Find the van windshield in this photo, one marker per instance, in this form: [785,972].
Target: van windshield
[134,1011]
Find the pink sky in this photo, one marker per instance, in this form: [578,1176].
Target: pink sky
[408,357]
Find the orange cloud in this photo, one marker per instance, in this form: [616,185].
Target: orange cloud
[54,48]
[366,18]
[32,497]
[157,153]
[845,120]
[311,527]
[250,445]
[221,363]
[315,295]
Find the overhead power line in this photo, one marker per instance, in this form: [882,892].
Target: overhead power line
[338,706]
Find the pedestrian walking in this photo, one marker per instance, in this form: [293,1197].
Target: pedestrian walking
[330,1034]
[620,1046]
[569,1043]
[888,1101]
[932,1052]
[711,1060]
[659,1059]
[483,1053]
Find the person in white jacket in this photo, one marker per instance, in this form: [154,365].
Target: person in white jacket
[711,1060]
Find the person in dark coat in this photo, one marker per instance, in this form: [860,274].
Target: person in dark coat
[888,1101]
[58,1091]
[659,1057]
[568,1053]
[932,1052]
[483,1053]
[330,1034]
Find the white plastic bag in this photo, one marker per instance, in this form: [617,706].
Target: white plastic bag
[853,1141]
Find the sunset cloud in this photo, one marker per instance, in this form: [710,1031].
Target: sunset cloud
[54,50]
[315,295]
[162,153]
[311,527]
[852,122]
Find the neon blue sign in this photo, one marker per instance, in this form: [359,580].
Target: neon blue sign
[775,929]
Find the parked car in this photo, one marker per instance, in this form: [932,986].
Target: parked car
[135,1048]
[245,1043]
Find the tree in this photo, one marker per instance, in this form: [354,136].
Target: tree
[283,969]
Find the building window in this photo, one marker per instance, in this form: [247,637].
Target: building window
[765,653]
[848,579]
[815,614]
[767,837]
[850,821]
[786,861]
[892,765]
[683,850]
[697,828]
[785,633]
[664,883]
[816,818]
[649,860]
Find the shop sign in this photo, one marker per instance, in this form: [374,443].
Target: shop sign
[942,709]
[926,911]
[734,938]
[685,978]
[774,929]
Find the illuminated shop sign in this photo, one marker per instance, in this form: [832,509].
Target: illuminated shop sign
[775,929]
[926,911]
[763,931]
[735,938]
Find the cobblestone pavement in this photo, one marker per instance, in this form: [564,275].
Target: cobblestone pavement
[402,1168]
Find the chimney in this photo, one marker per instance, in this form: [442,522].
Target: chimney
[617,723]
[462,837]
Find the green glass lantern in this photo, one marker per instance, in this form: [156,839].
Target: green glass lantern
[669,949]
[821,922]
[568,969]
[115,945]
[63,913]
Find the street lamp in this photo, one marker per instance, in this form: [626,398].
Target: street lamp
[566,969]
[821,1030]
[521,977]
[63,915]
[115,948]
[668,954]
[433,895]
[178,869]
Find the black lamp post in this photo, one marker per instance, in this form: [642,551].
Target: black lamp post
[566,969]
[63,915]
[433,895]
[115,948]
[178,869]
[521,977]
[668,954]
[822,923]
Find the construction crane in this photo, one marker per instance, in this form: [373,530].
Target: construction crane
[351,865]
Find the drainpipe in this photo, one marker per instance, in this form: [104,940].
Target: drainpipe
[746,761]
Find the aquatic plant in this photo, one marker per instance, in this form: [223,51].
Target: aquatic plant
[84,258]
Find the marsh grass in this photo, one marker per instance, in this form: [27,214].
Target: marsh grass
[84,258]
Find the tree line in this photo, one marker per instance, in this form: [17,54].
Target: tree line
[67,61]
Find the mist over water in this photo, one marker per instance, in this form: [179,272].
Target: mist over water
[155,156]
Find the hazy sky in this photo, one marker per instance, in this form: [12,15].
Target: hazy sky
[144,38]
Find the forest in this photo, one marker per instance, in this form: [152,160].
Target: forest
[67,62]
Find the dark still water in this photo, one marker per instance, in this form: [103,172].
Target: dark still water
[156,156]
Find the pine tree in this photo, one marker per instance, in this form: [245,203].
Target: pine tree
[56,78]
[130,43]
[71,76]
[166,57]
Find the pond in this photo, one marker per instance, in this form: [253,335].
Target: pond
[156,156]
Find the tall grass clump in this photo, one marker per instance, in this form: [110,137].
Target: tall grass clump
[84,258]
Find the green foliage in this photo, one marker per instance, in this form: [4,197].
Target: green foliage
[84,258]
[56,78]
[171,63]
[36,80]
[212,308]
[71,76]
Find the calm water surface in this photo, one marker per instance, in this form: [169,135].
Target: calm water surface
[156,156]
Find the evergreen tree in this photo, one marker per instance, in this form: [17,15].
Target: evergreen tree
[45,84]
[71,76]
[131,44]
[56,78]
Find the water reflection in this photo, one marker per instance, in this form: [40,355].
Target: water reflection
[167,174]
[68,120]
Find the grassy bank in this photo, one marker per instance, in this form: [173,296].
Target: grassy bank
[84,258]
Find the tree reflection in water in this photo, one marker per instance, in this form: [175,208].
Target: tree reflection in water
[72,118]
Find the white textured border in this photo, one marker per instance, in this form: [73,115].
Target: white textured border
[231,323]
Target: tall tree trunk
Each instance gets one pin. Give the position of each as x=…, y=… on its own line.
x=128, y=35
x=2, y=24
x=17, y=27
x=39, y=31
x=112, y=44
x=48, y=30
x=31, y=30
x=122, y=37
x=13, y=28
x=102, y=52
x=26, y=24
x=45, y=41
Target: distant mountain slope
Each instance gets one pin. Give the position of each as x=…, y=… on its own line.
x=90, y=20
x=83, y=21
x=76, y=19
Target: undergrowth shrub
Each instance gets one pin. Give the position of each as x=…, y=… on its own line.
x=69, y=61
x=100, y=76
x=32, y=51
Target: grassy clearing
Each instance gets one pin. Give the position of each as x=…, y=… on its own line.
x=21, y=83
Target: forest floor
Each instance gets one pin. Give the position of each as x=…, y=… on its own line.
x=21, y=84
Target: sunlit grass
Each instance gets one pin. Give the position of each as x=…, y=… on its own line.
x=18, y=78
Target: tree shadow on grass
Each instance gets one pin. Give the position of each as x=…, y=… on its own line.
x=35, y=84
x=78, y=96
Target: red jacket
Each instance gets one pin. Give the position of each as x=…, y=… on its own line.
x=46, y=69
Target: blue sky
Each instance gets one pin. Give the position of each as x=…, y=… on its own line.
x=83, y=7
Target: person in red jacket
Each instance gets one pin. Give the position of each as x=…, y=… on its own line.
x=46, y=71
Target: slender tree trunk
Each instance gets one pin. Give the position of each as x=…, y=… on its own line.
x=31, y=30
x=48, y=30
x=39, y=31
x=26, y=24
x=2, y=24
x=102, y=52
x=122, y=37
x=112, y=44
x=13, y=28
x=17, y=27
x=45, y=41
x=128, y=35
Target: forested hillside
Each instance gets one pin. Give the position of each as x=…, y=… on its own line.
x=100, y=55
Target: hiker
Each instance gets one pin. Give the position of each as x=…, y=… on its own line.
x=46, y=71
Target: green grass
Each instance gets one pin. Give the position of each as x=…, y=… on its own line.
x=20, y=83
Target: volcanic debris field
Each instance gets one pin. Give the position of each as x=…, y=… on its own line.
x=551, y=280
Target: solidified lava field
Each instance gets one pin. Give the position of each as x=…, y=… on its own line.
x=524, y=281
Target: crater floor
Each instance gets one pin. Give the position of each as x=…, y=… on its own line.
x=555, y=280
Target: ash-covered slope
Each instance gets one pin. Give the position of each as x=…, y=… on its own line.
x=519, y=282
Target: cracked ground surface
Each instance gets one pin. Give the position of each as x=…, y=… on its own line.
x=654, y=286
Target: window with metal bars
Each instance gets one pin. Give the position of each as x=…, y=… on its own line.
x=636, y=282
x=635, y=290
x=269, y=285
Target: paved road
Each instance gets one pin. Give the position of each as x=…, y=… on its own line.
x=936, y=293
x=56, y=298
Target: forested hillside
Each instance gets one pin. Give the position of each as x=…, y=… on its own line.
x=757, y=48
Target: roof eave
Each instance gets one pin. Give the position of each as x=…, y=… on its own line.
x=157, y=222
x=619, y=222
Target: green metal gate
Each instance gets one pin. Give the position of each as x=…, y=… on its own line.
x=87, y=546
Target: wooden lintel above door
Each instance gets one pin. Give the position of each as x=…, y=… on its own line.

+--

— Exercise objective —
Identify every line above with the string "slope" in it. Copy those lines.

— Answer section —
Target: distant mountain slope
Target: ash-covered slope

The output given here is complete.